▶ **EXERCISE AIM**
Locate every row below that contains the string "reflection", and copy each of those rows in full.
━━ DATASET ━━
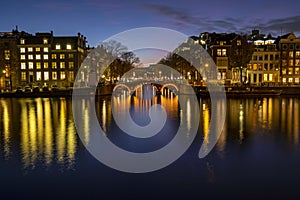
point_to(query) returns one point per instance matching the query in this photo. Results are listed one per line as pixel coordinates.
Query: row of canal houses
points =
(42, 59)
(45, 59)
(263, 60)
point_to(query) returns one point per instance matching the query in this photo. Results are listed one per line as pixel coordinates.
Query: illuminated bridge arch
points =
(121, 85)
(170, 85)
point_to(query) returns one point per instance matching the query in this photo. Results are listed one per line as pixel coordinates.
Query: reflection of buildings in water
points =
(40, 139)
(5, 113)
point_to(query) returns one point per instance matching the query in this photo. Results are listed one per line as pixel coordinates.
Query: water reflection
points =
(43, 130)
(42, 127)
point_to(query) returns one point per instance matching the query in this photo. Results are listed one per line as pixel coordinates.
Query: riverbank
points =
(200, 91)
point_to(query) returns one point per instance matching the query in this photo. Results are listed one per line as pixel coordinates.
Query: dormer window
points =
(57, 46)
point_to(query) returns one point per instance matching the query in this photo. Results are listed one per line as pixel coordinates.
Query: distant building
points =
(290, 59)
(8, 60)
(219, 50)
(264, 66)
(50, 60)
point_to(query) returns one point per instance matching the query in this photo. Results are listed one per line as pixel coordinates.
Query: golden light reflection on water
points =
(6, 129)
(47, 133)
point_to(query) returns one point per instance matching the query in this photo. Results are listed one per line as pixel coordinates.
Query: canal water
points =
(42, 157)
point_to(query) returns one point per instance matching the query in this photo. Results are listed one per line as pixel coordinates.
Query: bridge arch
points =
(121, 85)
(170, 85)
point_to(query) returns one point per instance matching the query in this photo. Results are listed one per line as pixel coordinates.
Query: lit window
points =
(54, 76)
(284, 80)
(69, 46)
(30, 65)
(7, 54)
(266, 57)
(270, 77)
(38, 65)
(284, 62)
(23, 76)
(38, 76)
(284, 71)
(62, 75)
(23, 65)
(46, 76)
(54, 66)
(71, 65)
(62, 65)
(224, 52)
(71, 75)
(57, 46)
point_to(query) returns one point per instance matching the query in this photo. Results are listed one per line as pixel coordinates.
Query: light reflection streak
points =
(6, 128)
(40, 140)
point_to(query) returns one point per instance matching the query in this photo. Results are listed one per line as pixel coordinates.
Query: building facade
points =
(8, 60)
(290, 59)
(263, 68)
(47, 60)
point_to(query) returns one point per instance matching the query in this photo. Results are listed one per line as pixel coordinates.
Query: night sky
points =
(98, 19)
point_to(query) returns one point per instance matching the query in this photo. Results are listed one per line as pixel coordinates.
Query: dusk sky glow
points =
(98, 19)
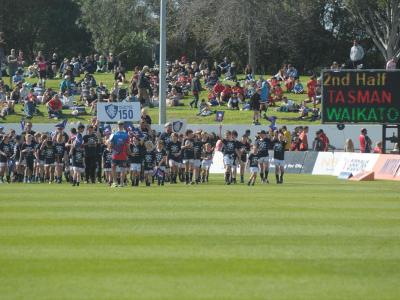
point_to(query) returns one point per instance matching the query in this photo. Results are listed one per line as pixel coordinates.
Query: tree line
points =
(310, 34)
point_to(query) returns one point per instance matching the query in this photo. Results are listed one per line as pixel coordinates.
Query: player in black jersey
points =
(245, 148)
(28, 157)
(229, 150)
(161, 162)
(77, 154)
(236, 156)
(149, 159)
(207, 158)
(197, 149)
(263, 144)
(136, 159)
(60, 156)
(188, 154)
(107, 162)
(253, 164)
(39, 155)
(6, 151)
(49, 158)
(174, 156)
(279, 157)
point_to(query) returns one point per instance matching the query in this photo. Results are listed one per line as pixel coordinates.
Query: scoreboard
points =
(361, 96)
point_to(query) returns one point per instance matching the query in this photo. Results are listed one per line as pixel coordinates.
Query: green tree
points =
(47, 25)
(381, 21)
(120, 26)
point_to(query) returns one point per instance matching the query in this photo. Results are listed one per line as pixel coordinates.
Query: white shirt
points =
(356, 53)
(391, 65)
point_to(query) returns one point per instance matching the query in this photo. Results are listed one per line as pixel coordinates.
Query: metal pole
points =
(162, 117)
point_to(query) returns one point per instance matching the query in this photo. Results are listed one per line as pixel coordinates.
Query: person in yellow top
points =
(288, 137)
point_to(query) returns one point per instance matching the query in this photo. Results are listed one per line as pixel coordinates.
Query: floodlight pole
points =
(162, 113)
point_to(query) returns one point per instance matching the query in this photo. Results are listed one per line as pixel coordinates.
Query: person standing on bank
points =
(12, 61)
(356, 54)
(90, 144)
(365, 142)
(196, 89)
(279, 157)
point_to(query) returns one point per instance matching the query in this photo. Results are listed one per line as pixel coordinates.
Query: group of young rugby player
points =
(128, 156)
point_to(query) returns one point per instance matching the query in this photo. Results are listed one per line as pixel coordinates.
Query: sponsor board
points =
(360, 96)
(119, 111)
(387, 167)
(326, 163)
(355, 163)
(329, 163)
━━━
▶ **THE COMPLETED TASK**
Query: reflection of buildings in water
Query: water reflection
Query: golden light reflection on water
Query: light reflection streak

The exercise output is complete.